INSTRUCTIONS TO FOLLOW ::
Print, exactly as given, each line of the data from the line containing "Request = tag one keypoint per instance of the green trash" up to and including its last line.

MATERIAL TO PROCESS ::
◇ ◇ ◇

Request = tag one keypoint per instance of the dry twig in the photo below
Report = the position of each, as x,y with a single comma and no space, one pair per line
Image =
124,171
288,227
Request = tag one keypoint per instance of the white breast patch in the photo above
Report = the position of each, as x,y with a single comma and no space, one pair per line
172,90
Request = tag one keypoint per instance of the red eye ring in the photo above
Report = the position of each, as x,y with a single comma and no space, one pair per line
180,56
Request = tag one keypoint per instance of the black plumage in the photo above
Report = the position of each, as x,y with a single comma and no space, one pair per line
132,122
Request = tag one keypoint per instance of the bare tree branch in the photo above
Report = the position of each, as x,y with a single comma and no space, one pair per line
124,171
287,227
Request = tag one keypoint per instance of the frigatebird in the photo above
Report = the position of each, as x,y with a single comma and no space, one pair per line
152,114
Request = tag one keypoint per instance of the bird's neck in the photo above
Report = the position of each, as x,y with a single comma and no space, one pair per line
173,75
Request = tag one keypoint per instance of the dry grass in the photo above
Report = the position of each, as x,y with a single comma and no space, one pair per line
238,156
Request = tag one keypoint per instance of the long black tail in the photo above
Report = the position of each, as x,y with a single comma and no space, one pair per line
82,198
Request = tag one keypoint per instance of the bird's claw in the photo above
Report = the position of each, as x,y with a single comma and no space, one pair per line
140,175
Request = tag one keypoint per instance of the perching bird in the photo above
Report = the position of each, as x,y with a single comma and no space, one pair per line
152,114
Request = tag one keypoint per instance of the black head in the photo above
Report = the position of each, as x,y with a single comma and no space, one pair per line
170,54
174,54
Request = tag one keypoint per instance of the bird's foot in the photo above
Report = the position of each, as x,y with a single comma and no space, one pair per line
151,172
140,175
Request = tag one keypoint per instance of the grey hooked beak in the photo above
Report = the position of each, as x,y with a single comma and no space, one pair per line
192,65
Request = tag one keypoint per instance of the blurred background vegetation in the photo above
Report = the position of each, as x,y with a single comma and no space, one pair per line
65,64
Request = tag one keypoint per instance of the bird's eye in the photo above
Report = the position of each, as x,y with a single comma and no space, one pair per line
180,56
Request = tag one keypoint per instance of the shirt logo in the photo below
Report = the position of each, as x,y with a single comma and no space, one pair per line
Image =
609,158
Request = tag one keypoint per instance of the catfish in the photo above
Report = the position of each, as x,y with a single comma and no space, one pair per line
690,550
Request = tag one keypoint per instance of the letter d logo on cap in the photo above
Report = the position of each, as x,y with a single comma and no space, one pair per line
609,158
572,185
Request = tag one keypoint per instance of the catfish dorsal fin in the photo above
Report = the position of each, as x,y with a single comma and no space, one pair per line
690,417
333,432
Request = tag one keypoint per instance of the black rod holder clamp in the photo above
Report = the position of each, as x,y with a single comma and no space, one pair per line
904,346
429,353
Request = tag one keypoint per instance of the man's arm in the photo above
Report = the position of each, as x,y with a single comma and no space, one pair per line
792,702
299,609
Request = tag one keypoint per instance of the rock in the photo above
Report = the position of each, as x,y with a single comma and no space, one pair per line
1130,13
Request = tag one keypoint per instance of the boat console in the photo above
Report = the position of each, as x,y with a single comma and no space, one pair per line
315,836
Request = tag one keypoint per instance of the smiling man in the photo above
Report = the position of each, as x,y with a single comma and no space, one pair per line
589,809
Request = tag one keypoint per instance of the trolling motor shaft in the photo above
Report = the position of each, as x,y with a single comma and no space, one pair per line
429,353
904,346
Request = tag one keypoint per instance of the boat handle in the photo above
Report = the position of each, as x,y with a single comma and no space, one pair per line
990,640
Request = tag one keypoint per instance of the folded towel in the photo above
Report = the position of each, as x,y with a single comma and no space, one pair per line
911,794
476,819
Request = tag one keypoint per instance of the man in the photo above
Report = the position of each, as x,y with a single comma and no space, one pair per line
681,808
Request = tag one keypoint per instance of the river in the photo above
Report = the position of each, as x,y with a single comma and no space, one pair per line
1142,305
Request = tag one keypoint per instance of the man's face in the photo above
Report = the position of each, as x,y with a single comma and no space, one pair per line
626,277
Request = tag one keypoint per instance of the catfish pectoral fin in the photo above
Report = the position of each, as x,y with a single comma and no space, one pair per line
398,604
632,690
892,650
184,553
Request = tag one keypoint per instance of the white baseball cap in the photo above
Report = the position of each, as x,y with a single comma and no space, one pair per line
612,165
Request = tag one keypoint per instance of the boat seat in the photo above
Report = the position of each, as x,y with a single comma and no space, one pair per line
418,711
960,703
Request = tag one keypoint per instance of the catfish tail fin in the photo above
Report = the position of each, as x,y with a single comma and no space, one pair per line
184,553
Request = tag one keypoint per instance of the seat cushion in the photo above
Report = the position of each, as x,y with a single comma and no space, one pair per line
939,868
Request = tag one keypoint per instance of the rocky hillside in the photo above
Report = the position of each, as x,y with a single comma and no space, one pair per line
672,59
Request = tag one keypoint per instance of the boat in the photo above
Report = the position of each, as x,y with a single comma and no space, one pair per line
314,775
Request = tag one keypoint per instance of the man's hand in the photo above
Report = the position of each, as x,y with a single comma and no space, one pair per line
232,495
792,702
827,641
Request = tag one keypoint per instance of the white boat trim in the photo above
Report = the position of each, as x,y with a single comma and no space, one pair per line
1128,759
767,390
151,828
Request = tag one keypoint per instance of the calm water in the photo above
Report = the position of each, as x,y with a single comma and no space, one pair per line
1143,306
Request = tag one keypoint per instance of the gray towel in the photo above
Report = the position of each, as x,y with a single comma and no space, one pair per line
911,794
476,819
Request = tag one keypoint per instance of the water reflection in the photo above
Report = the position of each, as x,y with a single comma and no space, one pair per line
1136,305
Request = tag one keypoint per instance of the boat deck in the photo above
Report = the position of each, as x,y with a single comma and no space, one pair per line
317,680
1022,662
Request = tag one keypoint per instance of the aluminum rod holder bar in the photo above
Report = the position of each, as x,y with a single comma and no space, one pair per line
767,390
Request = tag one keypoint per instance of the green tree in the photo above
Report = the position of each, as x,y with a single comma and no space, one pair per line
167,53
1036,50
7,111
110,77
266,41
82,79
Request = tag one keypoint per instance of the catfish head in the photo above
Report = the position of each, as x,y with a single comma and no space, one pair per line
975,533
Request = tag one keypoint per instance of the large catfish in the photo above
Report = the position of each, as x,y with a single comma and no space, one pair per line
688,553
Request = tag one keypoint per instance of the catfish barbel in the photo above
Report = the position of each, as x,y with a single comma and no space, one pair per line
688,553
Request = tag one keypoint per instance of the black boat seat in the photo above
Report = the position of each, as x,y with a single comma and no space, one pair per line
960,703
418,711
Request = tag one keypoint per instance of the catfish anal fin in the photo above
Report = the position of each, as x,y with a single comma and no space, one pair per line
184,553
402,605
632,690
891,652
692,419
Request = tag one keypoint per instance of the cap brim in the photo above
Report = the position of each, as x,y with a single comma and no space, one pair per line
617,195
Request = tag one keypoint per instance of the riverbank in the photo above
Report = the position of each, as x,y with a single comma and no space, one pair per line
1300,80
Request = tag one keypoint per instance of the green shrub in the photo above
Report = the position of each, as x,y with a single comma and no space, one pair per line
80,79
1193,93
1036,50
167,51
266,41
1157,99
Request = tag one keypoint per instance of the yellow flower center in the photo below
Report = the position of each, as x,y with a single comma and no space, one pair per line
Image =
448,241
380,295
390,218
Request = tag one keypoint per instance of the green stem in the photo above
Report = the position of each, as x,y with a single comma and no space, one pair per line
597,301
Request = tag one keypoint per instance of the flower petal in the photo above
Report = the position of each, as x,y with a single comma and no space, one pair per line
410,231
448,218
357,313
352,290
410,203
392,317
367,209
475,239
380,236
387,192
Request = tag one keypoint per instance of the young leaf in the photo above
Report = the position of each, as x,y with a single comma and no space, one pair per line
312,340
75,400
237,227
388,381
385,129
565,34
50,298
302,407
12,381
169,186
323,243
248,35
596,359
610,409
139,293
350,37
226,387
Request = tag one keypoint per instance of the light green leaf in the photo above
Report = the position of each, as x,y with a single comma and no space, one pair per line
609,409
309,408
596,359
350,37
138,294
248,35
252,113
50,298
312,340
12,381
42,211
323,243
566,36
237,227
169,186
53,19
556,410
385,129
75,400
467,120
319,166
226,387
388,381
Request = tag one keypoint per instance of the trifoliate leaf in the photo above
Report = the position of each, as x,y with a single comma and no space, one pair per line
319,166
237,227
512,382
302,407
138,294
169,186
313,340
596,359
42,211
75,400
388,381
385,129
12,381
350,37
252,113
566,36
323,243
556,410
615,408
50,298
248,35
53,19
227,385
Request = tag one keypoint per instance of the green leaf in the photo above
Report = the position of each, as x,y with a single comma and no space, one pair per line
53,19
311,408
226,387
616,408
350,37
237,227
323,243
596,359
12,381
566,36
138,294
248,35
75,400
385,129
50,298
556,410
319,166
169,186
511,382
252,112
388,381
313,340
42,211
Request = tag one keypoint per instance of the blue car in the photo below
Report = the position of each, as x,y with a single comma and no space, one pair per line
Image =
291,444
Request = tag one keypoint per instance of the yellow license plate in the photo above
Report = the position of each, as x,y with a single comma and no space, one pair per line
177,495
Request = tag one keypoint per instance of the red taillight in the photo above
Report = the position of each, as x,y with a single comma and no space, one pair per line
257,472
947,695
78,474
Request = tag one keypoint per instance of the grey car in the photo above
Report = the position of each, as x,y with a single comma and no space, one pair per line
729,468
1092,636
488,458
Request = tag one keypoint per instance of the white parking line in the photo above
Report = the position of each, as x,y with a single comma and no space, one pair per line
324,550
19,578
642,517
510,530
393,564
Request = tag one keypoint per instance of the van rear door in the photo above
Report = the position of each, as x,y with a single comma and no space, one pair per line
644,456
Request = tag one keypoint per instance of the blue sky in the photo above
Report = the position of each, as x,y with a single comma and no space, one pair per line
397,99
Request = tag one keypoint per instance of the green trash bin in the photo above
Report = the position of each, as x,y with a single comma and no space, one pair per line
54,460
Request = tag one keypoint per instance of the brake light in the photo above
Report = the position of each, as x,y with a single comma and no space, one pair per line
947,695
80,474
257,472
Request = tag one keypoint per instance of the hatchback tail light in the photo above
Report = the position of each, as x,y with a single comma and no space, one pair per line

◇ ◇ ◇

SOLUTION ::
Request = tag one keypoint per instance of the green trash bin in the photo above
Report = the position of each, as x,y with a single comma and no space, one pair per line
54,460
Request = tag one keypoint per instance of the brake light in the photo above
Report = the position of each, as x,y with a single comma and no space, one pair per line
947,695
80,474
257,472
Request = tag one keypoint per instance of the hatchback tail light in the photo above
Report = the position of each, as x,y with a single comma and no space, one pair per line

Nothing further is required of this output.